We have disturbingly little idea how many of the algorithms that affect our lives actually work. We consume their output, knowing little about the ingredients and recipe. And as analytics affects more and more of our lives and organizations, we need more transparency. But this transparency may be a bitter pill for businesses to swallow.
In 1906, Upton Sinclair’s The Jungle described the oppressed life of immigrant workers, specifically those in the meatpacking industry in Chicago. Sinclair’s intent in portraying the working conditions of a powerless class may have been to inspire political change. However, the graphic depictions of unsanitary food preparation helped bring transparency to manufacturing processes through the story’s nauseating clarity. The book heavily influenced the creation of regulatory oversight through organizations that eventually became the U.S. Food and Drug Administration.
We might be similarly horrified if we knew what evils lurked in the hearts of business algorithms in use today.
Some examples are lesser evils. Google search is widely used, but details about the order (and inclusion) of pages in its results aren’t public. Credit scores directly affect our finances, but the specific algorithms used to calculate them are secret. And the use of analytics to create algorithms is spreading rapidly to judicial processes, advertising, hiring, and many other daily decisions.

> _Information provided_

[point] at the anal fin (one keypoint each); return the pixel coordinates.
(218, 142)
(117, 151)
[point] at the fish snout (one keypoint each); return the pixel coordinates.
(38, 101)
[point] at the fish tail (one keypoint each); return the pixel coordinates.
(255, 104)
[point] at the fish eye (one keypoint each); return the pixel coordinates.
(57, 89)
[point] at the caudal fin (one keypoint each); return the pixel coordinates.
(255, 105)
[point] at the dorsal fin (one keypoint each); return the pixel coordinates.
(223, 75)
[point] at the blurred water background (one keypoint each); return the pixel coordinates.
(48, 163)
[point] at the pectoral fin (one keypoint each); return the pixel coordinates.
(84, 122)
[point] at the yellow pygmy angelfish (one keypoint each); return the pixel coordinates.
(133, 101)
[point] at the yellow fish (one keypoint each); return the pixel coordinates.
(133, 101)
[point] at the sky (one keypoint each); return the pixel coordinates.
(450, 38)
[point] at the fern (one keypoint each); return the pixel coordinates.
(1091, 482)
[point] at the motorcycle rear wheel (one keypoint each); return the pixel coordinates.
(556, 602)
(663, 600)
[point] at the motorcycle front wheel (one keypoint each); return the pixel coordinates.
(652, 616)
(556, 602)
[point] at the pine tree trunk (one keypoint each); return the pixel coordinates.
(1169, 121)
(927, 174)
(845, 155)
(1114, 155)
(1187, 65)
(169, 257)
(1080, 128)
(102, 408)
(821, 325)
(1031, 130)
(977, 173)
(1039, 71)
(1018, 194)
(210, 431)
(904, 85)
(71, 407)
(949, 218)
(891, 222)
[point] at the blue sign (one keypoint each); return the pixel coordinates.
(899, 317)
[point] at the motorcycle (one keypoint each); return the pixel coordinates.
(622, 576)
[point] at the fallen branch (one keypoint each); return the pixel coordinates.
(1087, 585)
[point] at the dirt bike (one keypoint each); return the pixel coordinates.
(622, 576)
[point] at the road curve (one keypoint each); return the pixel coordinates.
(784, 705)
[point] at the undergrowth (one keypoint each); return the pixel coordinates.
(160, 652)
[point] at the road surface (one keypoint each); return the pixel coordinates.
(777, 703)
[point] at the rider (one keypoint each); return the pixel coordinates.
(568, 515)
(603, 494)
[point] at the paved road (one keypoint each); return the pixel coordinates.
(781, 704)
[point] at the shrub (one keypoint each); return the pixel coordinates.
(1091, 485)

> _Short exercise_
Repeat part of the passage on algorithm transparency word for word. Begin at the words "In 1906, Upton" and stop after "and Drug Administration.".

> _Task result_
In 1906, Upton Sinclair’s The Jungle described the oppressed life of immigrant workers, specifically those in the meatpacking industry in Chicago. Sinclair’s intent in portraying the working conditions of a powerless class may have been to inspire political change. However, the graphic depictions of unsanitary food preparation helped bring transparency to manufacturing processes through the story’s nauseating clarity. The book heavily influenced the creation of regulatory oversight through organizations that eventually became the U.S. Food and Drug Administration.